» **Document**
>>>>
Looks good to me too.

Reviewed-by: Kirti Wankhede <kwankhede@nvidia.com>

Thanks,
Kirti


>> Below one observation, unrelated to this patch.
>>
>>> ---
>>>  drivers/gpu/drm/i915/gvt/kvmgt.c |   15 +++++++----
>>>  drivers/vfio/pci/vfio_pci.c      |   14 ++++++----
>>>  drivers/vfio/vfio.c              |   52 +++-----------------------------------
>>>  include/linux/vfio.h             |    3 +-
>>>  4 files changed, 24 insertions(+), 60 deletions(-)
>>>
>>> diff --git a/drivers/gpu/drm/i915/gvt/kvmgt.c b/drivers/gpu/drm/i915/gvt/kvmgt.c
>>> index 96060920a6fe..0a7d084da1a2 100644
>>> --- a/drivers/gpu/drm/i915/gvt/kvmgt.c
>>> +++ b/drivers/gpu/drm/i915/gvt/kvmgt.c
>>> @@ -1012,6 +1012,8 @@ static long intel_vgpu_ioctl(struct mdev_device *mdev, unsigned int cmd,
>>>  			if (!sparse)
>>>  				return -ENOMEM;
>>>  
>>> +			sparse->header.id = VFIO_REGION_INFO_CAP_SPARSE_MMAP;
>>> +			sparse->header.version = 1;
>>>  			sparse->nr_areas = nr_areas;
>>>  			cap_type_id = VFIO_REGION_INFO_CAP_SPARSE_MMAP;
>>
>>
>> @cap_type_id is initialized in just one of many cases of switch
>> (info.index) and after the entire switch, there is switch (cap_type_id). I
>> wonder why compiler missed "potentially uninitialized variable here,
>> although there is no bug - @cap_type_id is in sync with @spapse. It would
>> make it cleaner imho just to have vfio_info_add_capability() next to the
>> header initialization.
>>
> 
> yeah, we could clean that up, thanks for pointing out.
> 
>>
>>
>>>  			sparse->areas[0].offset =
>>> @@ -1033,7 +1035,9 @@ static long intel_vgpu_ioctl(struct mdev_device *mdev, unsigned int cmd,
>>>  			break;
>>>  		default:
>>>  			{
>>> -				struct vfio_region_info_cap_type cap_type;
>>> +				struct vfio_region_info_cap_type cap_type = {
>>> +					.header.id = VFIO_REGION_INFO_CAP_TYPE,
>>> +					.header.version = 1 };
>>>  
>>>  				if (info.index >= VFIO_PCI_NUM_REGIONS +
>>>  						vgpu->vdev.num_regions)
<<<<
» **Entries for locating named things**
>>>>
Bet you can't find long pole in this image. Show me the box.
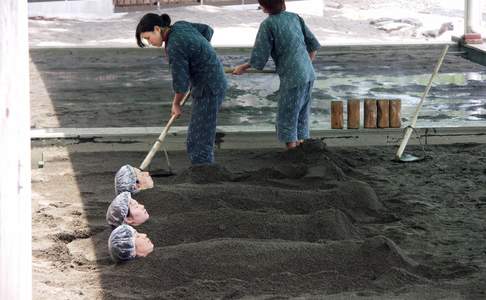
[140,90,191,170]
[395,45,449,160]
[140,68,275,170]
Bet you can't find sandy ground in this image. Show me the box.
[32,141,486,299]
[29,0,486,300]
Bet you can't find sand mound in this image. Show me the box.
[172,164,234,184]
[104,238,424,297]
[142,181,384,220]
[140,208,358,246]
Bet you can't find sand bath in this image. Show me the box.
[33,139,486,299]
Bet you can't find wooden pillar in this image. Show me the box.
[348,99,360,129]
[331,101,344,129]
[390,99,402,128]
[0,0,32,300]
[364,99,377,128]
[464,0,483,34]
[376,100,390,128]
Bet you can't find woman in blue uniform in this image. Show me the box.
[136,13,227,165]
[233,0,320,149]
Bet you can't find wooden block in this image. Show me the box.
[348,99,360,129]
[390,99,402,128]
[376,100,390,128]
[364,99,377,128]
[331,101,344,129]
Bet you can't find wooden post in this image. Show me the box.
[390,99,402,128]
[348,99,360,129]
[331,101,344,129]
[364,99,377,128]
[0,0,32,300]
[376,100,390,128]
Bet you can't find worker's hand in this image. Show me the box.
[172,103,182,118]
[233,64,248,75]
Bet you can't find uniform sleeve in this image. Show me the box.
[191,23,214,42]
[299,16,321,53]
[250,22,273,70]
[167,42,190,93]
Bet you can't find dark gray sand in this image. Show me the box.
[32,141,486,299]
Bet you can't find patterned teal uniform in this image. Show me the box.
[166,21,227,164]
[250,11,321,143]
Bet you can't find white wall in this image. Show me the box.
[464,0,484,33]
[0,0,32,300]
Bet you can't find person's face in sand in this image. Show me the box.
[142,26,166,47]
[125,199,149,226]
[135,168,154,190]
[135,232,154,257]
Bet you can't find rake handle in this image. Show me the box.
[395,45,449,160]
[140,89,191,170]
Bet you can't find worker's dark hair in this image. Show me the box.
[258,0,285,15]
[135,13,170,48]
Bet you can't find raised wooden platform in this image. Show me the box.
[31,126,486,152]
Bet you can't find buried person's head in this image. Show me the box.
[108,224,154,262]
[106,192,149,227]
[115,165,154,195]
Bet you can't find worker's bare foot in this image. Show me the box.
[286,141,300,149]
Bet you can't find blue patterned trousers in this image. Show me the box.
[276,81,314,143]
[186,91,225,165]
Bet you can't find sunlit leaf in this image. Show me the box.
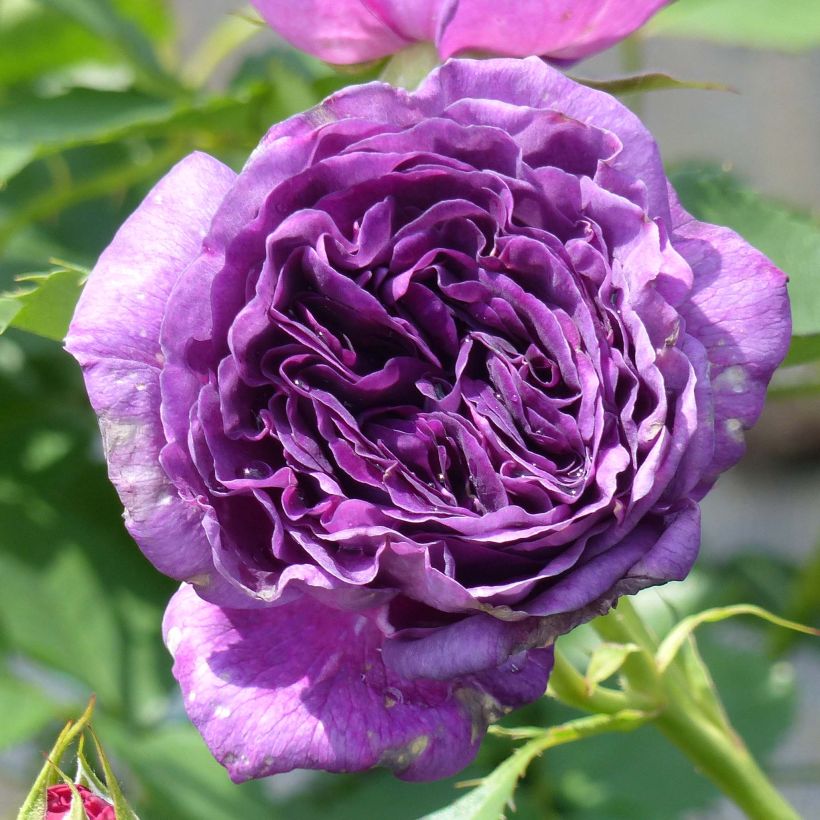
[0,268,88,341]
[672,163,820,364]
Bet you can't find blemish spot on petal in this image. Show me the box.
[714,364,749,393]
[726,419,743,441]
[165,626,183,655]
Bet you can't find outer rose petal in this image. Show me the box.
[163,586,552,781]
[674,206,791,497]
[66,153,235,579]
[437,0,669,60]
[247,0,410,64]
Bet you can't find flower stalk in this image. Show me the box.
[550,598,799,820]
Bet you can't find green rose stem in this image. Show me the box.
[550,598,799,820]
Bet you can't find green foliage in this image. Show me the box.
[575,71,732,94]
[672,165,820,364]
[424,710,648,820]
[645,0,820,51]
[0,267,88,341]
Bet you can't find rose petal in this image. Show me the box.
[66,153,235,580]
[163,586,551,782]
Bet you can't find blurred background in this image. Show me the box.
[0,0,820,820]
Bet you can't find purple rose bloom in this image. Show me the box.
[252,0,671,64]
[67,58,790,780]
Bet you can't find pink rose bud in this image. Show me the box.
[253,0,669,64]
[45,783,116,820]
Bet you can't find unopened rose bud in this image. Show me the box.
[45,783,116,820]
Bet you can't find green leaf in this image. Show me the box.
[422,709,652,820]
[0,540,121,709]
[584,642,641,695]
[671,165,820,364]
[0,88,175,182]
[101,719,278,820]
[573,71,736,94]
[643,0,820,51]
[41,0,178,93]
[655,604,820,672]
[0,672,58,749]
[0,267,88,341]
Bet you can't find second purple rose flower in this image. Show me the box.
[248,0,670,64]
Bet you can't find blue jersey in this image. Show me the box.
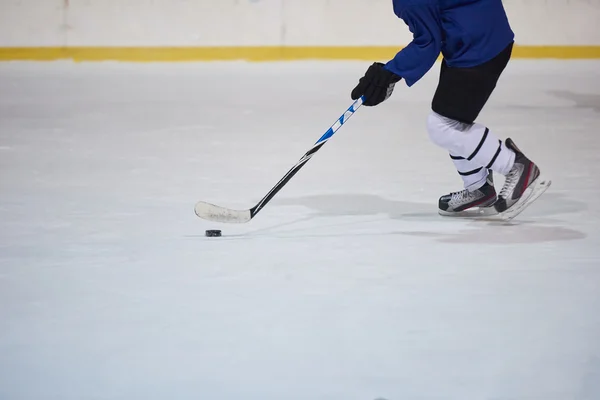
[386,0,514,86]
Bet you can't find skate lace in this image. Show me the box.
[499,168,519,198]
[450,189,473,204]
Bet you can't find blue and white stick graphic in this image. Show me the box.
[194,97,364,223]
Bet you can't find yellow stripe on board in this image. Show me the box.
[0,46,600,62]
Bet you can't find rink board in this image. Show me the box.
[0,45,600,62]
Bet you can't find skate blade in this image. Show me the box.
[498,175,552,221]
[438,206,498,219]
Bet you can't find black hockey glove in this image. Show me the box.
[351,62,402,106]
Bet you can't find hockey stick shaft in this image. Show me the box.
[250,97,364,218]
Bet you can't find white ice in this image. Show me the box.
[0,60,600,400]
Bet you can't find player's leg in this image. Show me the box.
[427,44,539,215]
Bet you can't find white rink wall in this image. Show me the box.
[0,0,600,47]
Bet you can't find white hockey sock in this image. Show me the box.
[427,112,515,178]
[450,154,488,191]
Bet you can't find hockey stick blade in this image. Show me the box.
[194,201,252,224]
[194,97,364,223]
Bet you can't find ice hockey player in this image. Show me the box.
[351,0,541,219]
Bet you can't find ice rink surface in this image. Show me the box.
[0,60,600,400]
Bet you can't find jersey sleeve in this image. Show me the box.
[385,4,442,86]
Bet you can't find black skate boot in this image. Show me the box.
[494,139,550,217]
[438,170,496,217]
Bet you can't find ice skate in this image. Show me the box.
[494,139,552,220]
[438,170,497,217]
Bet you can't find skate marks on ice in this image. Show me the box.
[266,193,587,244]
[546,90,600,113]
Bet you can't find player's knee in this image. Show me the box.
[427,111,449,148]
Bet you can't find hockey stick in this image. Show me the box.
<<<<
» **What to do**
Reproduce the patch review word for word, beginning at the words "Reviewed-by: Kirti Wankhede" and stopping after "insertions(+), 60 deletions(-)". The records are separate material and have no connection to the patch review.

» **Answer to this task**
Reviewed-by: Kirti Wankhede <kwankhede@nvidia.com>

Thanks,
Kirti


>> Below one observation, unrelated to this patch.
>>
>>> ---
>>>  drivers/gpu/drm/i915/gvt/kvmgt.c |   15 +++++++----
>>>  drivers/vfio/pci/vfio_pci.c      |   14 ++++++----
>>>  drivers/vfio/vfio.c              |   52 +++-----------------------------------
>>>  include/linux/vfio.h             |    3 +-
>>>  4 files changed, 24 insertions(+), 60 deletions(-)